Extracted text>
↓↓↓
According to BECL's filing to the Stock Exchange of Thailand, continuously improving economic conditions and stable fuel prices, in contrast with the adverse fluctuations seen in 2008, benefited the company's operations last year.

"The opening for service of various significant projects in the areas of expressway routes resulted in a continued increase in traffic volume on the expressways," said the statement.

The toll adjustment of the urban network in September also resulted in an increase of toll revenue by 9.59% last year, it added.

BECL's consolidated revenue increased 8.55% to 7.76 billion baht, of which 7.62 billion represented toll revenue. Net income rose 17.87% to 1.7 billion baht or 2.21 baht a share from 1.44 billion or 1.88 baht a share a year earlier.

The start of toll collections on the Southern Outer Bangkok Ring Road from late March 2009 after toll-free service in late 2007, also contributed to the revenue rise as it caused certain motorists to turn to the BECL expressway network.

But Ms Suttida said fourth-quarter net profit dropped 31% year-on-year and 30% from the previous quarter, due mainly to high maintenance expenses.

Even though the quarterly results fell below the market consensus, analysts have forecast bright prospects for BECL this year, partly because of the gradual opening of the Chaeng Watthana centre and scheduled maintenance of several flyovers in the capital.

The toll rate raise on the Southern Ring Road by 15 baht in March will also spur growth of BECL's traffic, they said.

Between 50,000 and 60,000 government officials and another 20,000 visitors are expected to commute to and from the centre, said KGI Securities, which forecast BECL's earning would rise 7.8% to 1.8 billion baht this year.

The opening of the long-delayed Airport Rail Link, tentatively set for April, could take away 6,000 commuters a day from expressway service, but the number is minimal compared to the increase of 80,000 trips daily to Chaeng Watthana, said Globlex Securities.


----------



## Pansori

I'm sure this has been posted somewhere but are there any concrete plans (preferably with maps) of expressway construction/upgrade projects in Bangkok area?


----------



## Ten

ArkinMourad said:


> credit : amorphity (flickr)




Is this one also in Thailand? Looks like a very nice highway.


----------



## ChrisZwolle

^^ Yes it's here;

http://maps.google.com/maps?t=h&hl=en&ie=UTF8&ll=13.730005,100.74461&spn=0.015446,0.027874&z=16


----------



## Pansori

You see it when landing in Suvarnabhumi and then pass it when riding to central Bangkok with a taxi. Quite an impressive sight.


----------



## ArkinMourad

Ten said:


> Is this one also in Thailand? Looks like a very nice highway.


I see the pink and yellow Toyota taxi . look very Thai lol


----------



## napoleon

BECL projects 3% growth

Bangkokpost Published: 10/03/2010 at 12:00 AM 


Bangkok Expressway expects revenue growth of 3% to 3.5% this year thanks to the economic recovery and higher traffic as city officials move forward with plans to renovate flyovers along key roads.
↑↑↑
Written problem A> Write out the records again from the line with "Reviewer note: check that each instance of the green" to the line with "[[247, 85]]", keeping the requests as they are. Shift every point coordinate in the answers by adding 8 to it.
The text and the records are unrelated to each other.

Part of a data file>
↓↓↓
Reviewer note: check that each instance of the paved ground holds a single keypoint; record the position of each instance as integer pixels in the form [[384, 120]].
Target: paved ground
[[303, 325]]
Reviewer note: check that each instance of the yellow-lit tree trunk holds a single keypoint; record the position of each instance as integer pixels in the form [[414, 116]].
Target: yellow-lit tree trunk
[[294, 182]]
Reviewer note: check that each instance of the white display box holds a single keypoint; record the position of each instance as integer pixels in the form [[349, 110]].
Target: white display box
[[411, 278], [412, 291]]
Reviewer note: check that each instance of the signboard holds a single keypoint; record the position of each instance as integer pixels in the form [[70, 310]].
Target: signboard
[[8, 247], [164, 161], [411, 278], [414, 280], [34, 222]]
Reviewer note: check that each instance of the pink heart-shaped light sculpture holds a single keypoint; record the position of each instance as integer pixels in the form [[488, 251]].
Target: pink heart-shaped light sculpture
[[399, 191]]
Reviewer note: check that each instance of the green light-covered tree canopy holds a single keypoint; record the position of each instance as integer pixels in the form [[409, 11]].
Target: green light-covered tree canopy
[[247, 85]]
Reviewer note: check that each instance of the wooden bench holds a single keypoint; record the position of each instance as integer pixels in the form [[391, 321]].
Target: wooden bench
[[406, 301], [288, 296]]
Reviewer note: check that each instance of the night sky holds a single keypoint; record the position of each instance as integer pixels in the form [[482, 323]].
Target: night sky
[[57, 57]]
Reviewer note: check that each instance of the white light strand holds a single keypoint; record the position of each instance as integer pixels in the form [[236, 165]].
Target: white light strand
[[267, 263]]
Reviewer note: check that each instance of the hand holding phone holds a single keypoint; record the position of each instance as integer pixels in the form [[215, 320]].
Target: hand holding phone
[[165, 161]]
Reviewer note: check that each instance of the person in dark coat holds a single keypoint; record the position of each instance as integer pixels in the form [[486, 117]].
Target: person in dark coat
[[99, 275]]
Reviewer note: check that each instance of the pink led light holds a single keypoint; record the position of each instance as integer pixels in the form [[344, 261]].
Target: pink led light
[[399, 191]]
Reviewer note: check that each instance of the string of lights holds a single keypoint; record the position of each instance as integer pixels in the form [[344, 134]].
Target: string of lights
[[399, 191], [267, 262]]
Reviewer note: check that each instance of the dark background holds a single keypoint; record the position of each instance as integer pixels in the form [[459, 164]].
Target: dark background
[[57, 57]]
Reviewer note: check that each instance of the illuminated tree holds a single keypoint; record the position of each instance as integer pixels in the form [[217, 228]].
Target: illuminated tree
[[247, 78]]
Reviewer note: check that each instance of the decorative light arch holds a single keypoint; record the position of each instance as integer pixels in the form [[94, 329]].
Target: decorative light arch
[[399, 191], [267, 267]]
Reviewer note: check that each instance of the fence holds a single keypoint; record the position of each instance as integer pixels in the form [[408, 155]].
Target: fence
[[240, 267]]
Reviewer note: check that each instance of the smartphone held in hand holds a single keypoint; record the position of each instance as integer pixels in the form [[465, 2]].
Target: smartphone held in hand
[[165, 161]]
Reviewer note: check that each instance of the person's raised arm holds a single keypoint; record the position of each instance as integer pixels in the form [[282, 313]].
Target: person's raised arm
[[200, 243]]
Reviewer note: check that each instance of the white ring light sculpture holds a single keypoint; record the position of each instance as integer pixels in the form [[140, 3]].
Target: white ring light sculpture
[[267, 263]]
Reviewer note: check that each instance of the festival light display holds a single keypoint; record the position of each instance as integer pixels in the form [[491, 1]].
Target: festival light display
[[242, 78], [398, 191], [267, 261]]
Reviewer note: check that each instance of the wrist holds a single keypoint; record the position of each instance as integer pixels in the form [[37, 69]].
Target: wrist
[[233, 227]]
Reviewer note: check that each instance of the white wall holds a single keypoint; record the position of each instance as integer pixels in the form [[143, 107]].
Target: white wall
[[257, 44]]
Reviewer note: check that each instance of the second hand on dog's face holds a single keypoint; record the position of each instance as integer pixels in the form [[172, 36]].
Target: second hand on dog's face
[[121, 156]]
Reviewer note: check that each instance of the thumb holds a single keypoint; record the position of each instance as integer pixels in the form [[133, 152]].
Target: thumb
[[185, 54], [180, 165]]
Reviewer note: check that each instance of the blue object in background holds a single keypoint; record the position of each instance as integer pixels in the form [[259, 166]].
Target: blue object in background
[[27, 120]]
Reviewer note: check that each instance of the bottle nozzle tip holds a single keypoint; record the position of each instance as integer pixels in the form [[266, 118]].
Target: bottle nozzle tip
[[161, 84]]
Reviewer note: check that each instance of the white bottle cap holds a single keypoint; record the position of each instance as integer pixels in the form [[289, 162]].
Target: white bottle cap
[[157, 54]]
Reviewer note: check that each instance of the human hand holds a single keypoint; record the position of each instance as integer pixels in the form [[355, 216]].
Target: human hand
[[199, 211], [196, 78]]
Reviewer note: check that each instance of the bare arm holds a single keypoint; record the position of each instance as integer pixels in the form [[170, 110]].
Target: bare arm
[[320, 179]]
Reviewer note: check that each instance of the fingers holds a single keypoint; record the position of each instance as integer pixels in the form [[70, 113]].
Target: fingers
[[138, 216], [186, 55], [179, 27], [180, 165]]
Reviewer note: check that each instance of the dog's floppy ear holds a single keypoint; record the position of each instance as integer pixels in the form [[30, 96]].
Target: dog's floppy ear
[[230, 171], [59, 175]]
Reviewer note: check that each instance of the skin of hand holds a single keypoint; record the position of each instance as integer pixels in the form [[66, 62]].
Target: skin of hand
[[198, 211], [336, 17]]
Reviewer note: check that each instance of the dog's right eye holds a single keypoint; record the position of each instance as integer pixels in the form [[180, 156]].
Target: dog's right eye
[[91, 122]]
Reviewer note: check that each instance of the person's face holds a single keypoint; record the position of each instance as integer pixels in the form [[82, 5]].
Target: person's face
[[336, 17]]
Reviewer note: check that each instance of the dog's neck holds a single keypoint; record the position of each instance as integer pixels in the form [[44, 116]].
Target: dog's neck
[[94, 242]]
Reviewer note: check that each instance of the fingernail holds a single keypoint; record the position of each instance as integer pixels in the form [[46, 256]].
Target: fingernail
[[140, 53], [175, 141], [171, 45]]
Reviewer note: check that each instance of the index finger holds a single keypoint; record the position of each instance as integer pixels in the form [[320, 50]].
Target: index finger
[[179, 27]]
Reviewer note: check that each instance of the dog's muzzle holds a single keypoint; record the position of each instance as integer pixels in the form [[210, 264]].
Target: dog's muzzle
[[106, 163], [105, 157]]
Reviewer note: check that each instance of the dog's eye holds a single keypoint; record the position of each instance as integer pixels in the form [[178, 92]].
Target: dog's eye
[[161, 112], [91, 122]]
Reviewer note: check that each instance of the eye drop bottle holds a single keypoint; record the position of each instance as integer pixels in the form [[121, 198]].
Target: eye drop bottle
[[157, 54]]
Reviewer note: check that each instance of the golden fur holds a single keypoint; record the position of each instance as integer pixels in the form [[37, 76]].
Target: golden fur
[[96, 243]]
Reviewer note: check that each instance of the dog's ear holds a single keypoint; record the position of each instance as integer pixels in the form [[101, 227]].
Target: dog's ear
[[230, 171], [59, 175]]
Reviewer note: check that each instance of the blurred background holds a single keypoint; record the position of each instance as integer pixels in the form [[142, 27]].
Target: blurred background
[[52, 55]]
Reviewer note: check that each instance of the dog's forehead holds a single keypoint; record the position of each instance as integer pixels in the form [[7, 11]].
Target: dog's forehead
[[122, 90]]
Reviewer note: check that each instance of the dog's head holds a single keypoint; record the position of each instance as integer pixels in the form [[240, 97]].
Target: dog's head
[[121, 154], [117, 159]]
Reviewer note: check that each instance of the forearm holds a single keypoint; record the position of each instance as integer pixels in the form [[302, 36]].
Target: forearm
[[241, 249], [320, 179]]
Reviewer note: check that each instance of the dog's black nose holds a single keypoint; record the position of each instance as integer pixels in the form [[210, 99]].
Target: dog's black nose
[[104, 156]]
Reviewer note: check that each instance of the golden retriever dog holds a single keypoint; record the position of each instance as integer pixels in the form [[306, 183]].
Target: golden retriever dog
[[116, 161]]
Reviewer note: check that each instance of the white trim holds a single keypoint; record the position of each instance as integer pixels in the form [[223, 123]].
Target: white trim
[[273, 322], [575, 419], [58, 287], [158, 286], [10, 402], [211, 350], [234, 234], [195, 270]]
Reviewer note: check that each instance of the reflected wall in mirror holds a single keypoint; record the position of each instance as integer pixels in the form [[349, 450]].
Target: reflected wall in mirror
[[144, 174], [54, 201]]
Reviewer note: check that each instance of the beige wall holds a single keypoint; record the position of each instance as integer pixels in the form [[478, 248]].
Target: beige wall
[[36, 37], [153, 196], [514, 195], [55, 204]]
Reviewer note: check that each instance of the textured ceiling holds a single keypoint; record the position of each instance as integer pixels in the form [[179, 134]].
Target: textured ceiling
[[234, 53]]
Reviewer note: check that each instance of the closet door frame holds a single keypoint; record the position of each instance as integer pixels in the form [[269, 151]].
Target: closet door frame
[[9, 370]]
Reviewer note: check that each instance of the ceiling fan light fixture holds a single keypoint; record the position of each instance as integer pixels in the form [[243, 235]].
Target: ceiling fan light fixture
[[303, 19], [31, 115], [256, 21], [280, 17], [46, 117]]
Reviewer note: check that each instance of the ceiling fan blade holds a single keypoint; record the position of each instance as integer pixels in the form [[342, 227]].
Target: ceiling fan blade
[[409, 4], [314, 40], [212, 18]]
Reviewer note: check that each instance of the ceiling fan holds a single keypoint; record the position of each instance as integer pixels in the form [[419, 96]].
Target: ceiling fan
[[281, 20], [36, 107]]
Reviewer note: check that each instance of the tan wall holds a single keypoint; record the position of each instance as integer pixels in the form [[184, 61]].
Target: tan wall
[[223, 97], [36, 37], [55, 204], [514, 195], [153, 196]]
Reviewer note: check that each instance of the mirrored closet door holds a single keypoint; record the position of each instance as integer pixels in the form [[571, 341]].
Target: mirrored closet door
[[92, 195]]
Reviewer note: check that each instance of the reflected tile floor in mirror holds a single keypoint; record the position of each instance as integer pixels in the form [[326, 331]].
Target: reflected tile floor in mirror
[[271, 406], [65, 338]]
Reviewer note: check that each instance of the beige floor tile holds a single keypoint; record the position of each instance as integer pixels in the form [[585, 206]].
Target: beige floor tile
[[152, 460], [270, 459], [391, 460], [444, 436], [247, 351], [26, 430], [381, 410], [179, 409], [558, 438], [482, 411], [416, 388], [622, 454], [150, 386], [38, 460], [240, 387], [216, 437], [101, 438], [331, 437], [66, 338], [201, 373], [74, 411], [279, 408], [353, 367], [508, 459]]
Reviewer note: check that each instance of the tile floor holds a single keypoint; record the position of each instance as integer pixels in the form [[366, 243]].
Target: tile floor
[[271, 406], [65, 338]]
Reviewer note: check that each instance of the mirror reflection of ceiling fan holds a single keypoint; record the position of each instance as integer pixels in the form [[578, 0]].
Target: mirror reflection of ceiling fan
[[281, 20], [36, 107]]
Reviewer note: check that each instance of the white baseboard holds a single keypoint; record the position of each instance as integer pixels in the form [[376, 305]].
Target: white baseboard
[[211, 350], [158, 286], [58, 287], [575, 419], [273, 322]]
↑↑↑
Written problem B> In the thread about Bangkok's expressways, by what percentage did BECL's net income rise?

Task answer A>
Reviewer note: check that each instance of the green light-covered tree canopy holds a single keypoint; record the position of each instance as integer pixels in the form [[409, 11]].
Target: green light-covered tree canopy
[[255, 93]]

Task answer B> 17.87%